→ **Work instructions**
Nothing in the listing should differ in your copy; retype it all exactly.

→ **Excerpted data**
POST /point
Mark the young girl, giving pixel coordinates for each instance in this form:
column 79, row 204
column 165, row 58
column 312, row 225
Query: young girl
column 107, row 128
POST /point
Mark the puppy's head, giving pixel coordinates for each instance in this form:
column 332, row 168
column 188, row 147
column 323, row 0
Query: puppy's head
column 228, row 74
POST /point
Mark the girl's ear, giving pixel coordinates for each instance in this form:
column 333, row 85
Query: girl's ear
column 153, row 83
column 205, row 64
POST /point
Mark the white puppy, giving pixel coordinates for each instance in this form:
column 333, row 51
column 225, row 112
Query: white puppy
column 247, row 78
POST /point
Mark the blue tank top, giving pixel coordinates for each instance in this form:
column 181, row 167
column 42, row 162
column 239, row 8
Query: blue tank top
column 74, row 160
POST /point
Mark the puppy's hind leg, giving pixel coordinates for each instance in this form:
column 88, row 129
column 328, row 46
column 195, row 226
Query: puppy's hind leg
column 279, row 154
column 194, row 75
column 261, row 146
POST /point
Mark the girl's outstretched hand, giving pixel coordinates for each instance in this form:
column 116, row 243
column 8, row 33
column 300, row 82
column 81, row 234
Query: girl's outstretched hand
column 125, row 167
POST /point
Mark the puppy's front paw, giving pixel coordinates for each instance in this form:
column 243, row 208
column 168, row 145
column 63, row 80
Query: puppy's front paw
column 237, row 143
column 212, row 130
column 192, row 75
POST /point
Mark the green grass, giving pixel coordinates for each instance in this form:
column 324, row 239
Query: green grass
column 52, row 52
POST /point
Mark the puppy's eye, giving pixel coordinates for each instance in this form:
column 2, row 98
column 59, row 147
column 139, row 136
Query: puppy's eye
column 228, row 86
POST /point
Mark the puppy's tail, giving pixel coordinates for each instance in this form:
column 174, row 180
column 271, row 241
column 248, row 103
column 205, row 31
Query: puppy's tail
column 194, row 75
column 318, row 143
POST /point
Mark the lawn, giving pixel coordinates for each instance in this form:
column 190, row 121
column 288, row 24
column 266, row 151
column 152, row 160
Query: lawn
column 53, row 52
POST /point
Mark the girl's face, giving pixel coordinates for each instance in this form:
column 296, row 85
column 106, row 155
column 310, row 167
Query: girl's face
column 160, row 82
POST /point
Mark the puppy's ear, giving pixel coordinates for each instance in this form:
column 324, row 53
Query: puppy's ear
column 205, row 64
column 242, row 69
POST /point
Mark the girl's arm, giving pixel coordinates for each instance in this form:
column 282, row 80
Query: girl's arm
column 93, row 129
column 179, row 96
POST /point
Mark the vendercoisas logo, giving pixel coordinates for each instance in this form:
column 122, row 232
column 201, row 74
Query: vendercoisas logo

→ **Task answer**
POST /point
Mark the young girl, giving pixel coordinates for each instance in this form:
column 79, row 204
column 165, row 58
column 312, row 225
Query: young girl
column 107, row 128
POST /point
Mark the puppy's head, giving pixel coordinates for each instance in this form:
column 332, row 168
column 188, row 147
column 323, row 0
Query: puppy's head
column 228, row 74
POST /point
Mark the girl's ear, giving pixel coordinates for each instance in this form:
column 333, row 85
Query: girl's ear
column 153, row 83
column 205, row 64
POST /point
Mark the white puppy, giving pixel coordinates for each instance in this form:
column 333, row 51
column 225, row 112
Query: white puppy
column 247, row 78
POST /point
Mark the blue tank top, giving pixel coordinates for each instance in this form:
column 181, row 167
column 42, row 162
column 239, row 8
Query: blue tank top
column 74, row 160
POST /point
Mark the puppy's hind leg, giving pixel coordinates for each instance in this form:
column 88, row 129
column 328, row 46
column 195, row 226
Query: puppy's hind leg
column 279, row 154
column 194, row 75
column 261, row 146
POST /point
Mark the girl's outstretched hand, giving pixel coordinates for each instance in this form:
column 116, row 243
column 8, row 33
column 300, row 82
column 81, row 234
Query: girl's outstretched hand
column 125, row 167
POST /point
Mark the puppy's front paw, giving pixel coordinates for each instance in this form:
column 243, row 208
column 168, row 145
column 63, row 80
Query: puppy's front paw
column 237, row 143
column 212, row 130
column 192, row 75
POST /point
Mark the green grass, giving pixel coordinates for each instance in this form:
column 324, row 239
Query: green grass
column 52, row 52
POST /point
Mark the puppy's eye, giving pixel coordinates for each instance in this form:
column 2, row 98
column 59, row 147
column 139, row 136
Query: puppy's eye
column 228, row 86
POST /point
Mark the puppy's tail, giving pixel coordinates for each instance in this form:
column 174, row 180
column 271, row 241
column 248, row 103
column 205, row 31
Query: puppy's tail
column 194, row 75
column 318, row 143
POST /point
Mark the lawn, giving pixel coordinates for each instance in this form:
column 190, row 121
column 288, row 24
column 266, row 151
column 152, row 160
Query: lawn
column 53, row 52
POST /point
Mark the girl's face, giving pixel coordinates for each instance in this form:
column 296, row 85
column 106, row 155
column 310, row 167
Query: girl's face
column 160, row 82
POST /point
Mark the puppy's ear, giving pixel coordinates for each instance in this form:
column 324, row 53
Query: puppy's ear
column 205, row 64
column 242, row 69
POST /point
Mark the girl's arm, giving pixel coordinates for each instance in this form:
column 282, row 80
Query: girl's arm
column 93, row 129
column 179, row 96
POST /point
Mark the vendercoisas logo, giving pixel coordinates for each instance in this form:
column 122, row 232
column 201, row 74
Query: vendercoisas logo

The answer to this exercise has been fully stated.